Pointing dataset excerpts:
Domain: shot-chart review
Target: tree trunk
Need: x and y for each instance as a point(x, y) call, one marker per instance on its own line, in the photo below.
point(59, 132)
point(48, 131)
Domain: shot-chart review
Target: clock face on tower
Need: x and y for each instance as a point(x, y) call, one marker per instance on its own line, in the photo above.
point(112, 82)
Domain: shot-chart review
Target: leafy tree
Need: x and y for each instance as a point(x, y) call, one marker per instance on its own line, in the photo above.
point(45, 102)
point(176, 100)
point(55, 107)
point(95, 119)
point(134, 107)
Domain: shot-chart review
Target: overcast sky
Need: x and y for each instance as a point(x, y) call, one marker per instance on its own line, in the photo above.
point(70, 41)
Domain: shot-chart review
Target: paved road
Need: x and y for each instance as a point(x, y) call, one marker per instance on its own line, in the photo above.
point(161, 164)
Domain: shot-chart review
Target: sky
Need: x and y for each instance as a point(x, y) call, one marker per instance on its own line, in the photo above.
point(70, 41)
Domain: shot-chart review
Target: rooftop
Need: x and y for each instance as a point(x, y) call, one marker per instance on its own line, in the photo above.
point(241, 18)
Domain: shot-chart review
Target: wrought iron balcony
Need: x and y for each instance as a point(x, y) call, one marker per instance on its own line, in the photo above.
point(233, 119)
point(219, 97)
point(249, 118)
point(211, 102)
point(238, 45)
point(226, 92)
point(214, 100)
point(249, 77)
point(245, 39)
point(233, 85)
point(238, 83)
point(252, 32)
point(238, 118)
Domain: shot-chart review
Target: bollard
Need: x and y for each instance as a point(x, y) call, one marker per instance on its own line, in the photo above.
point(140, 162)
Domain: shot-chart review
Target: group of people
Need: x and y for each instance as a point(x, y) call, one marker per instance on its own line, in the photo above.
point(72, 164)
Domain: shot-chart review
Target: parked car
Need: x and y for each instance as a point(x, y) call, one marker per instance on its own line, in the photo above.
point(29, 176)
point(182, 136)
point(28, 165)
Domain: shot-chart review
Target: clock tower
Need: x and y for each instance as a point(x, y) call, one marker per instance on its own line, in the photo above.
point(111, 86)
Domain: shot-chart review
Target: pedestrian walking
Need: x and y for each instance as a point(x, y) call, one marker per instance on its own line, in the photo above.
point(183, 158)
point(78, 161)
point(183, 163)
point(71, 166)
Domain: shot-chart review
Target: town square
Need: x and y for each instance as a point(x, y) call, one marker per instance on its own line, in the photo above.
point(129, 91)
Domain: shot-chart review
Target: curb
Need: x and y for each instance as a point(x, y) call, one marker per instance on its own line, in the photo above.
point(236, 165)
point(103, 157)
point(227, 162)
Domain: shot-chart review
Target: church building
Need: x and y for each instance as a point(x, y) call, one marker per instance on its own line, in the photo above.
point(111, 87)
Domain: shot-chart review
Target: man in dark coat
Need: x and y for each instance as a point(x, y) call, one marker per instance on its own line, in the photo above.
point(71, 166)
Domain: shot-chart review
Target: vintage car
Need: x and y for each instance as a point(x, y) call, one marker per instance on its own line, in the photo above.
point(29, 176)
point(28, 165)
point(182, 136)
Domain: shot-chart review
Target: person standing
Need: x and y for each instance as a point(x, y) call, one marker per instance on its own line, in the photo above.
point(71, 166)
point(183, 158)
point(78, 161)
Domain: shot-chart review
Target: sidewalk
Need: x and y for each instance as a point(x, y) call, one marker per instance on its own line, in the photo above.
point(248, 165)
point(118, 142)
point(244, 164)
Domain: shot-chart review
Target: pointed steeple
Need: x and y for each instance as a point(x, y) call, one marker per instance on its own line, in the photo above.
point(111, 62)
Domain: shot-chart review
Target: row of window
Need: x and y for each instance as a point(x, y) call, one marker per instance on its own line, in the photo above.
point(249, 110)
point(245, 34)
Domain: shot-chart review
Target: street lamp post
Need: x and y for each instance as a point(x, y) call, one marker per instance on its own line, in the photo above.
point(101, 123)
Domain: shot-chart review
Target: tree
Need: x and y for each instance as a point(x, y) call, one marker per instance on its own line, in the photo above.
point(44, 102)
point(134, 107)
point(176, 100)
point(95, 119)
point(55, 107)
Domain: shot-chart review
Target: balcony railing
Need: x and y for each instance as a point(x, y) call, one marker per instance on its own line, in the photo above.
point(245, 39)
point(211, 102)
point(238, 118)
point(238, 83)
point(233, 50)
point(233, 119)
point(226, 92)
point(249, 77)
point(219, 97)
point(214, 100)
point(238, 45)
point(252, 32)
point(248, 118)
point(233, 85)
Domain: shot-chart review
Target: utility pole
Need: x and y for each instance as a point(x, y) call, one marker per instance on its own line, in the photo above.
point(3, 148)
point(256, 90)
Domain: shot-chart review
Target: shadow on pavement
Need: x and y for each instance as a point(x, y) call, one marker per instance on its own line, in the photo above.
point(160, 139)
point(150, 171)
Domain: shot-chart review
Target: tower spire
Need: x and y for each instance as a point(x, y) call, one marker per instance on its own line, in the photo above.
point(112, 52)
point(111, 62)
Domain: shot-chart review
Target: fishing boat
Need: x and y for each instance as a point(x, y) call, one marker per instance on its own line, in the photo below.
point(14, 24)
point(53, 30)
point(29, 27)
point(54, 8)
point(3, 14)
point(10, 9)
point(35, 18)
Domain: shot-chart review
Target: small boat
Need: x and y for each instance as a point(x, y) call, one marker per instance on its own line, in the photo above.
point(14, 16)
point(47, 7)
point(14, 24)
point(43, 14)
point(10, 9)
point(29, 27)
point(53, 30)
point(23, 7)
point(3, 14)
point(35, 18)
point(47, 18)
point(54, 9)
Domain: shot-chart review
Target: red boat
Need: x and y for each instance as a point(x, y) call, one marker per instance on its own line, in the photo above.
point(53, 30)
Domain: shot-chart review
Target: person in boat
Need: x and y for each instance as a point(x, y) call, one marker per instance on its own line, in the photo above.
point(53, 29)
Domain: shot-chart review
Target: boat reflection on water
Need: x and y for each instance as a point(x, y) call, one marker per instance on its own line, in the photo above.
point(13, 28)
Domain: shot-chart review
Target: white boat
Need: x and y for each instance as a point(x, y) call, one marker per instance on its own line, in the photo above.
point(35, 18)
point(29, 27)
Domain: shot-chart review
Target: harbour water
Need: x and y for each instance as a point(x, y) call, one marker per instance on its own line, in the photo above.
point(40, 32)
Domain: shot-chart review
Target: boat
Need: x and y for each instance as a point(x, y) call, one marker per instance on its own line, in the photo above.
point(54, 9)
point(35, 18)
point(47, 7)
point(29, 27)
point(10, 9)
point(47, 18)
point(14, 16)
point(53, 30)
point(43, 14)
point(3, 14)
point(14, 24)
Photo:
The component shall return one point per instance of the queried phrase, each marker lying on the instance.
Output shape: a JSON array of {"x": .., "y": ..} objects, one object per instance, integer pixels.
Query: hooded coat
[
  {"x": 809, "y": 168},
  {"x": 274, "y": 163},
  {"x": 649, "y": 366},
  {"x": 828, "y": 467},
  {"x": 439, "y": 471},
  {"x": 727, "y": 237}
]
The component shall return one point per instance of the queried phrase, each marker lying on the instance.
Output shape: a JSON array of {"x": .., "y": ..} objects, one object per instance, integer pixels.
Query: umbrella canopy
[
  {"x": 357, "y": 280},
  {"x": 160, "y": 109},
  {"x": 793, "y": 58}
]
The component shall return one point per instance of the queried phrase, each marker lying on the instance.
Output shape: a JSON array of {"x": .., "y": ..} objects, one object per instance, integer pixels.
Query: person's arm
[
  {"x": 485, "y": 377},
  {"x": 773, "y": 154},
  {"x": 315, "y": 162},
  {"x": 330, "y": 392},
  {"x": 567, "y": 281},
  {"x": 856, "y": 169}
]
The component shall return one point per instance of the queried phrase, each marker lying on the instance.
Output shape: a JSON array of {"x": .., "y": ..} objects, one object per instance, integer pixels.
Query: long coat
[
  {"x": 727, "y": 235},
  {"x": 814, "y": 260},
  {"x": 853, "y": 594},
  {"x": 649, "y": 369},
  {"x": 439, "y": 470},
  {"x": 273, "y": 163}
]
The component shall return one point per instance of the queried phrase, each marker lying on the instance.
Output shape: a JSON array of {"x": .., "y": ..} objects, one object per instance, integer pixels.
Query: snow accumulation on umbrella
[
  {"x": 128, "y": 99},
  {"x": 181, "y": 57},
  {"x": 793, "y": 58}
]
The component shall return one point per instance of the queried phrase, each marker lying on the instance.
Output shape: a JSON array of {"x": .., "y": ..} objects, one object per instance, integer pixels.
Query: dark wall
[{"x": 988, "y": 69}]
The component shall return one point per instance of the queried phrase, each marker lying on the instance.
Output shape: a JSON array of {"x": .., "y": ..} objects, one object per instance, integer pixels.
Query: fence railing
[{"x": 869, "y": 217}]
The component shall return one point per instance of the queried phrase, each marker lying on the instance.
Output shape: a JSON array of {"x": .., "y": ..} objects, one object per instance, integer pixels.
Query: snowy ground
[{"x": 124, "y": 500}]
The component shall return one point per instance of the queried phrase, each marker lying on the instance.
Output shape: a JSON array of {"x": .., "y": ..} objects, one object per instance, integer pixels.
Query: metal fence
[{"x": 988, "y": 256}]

The request:
Could you arrange the lines from the start of the rows through the line containing "point(112, 82)", inclusive, as a Markdown table with the columns Index and Entry, omitting any blank lines?

Answer below:
| Index | Entry |
|---|---|
| 1 | Domain: shot-chart review |
| 2 | Target: tree trunk |
| 3 | Need: x and y for each instance as a point(x, y) call, one marker per instance on its own line, in the photo below. |
| 4 | point(59, 132) |
| 5 | point(48, 131) |
| 6 | Domain: shot-chart review |
| 7 | Target: clock face on tower |
| 8 | Need: x and y for each instance as a point(x, y) call, one marker per instance on its own line, in the photo above. |
| 9 | point(112, 82) |